> Исходный текст
____

Естественно, что сама природа и технология эристического спора противоречат этическому кодексу журналистики. Уважающий себя журналист вряд ли будет прибегать к подобным приемам. Однако владение эристическим дискурсом — необходимое средство защиты журналиста от необоснованных нападений в его адрес и в конечном итоге — защиты от речевой агрессии.
Наконец, третьим видом диалогического дискурса является софистический, задача которого запутывания противника путем преднамеренного использования ложных доводов и введение тем самым в заблуждение и оппонента, и присутствующей при споре публики. Софистический дискурс предполагает наиболее изощренную риторическую технологию, в основе которой лежат особые логико-языковые приемы (хорошо скрытые уловки) и психологическое воздействие, направленное на разрушение психического состояния оппонента, при котором логические и поведенческие ошибки делаются практически неизбежными.
Логико-языковые приемы софистического дискурса были описаны американским политтехнологомГ. Лассуэлом, который во второй половине жизни пришел к выводу, что диалогическая форма политической пропаганды оказывается более эффективной в сравнении с монологической. Психологические приемы, часть из которых была известна еще древним грекам, также не утратили своего значения.
Иногда студенты путают эристический и софистический дискурсы риторического диалога. Действительно, в практике реальных споров они могут чередоваться и образовывать смешанные формы. Различие, вероятно, заключено не столько в приемах, сколько в изначальных установках. Победа в эристической дискуссии очевидна для присутствующих и самого полемиста. Софист празднует свою победу втихомолку после того, как овладеет сознанием оппонента и создает у последнего иллюзию победы. Понять практическое применение технологии софистического дискурска можно путем детального разбора отдельных текстов.
Особенно хотелось бы предложить бакалаврам анализ диалога Платона «Евтидем», вернее тот фрагмент, где софист Евтедем ведет спор с Сократом о природе знания. Этот диалог интересен тем, что в нем не только демонстрируются софистические приемы, но и показаны защитные механизмы диалектики, которые использует Сократ.
Многочисленные примеры техники софистического и эристического дискурсов дают романы Достоевского, особенно «Бесы», где вскрыты основные способы подчинения массового сознания определенным политическим целям.
В свое время известный философ Людвиг Витгинштейн сказал замечательную фразу: «Представить себе язык — значит представить некую форму жизни». Риторика диалогических дискурсов со всеми разновидностями является высшей формой языка, базирующейся на весьма сложной стратегии и не менее изощренной тактике. Вот почему именно этим разделом обычно заканчивается курс общей риторики.

____

> Исходные данные
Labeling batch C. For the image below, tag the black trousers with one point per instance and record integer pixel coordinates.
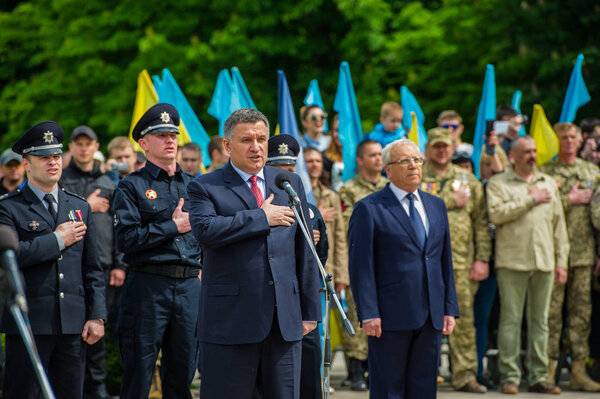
(63, 357)
(270, 367)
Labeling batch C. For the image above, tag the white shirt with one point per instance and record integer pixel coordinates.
(260, 181)
(401, 195)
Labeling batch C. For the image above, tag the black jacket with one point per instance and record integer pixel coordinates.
(84, 183)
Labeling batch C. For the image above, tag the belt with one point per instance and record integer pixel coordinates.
(167, 270)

____

> Задания
1: Перечислите всех людей, которых исходный текст называет по имени.
2: Выпишите заново строки исходных данных начиная со строки с «Labeling batch C. For the image above, tag the belt» и до конца этих данных включительно, переименовав «belt» в «strap». Остальное не меняйте.

> Ответы
1: Г. Лассуэл, Платон, Евтедем, Сократ, Достоевский, Людвиг Витгинштейн

2:
Labeling batch C. For the image above, tag the strap with one point per instance and record integer pixel coordinates.
(167, 270)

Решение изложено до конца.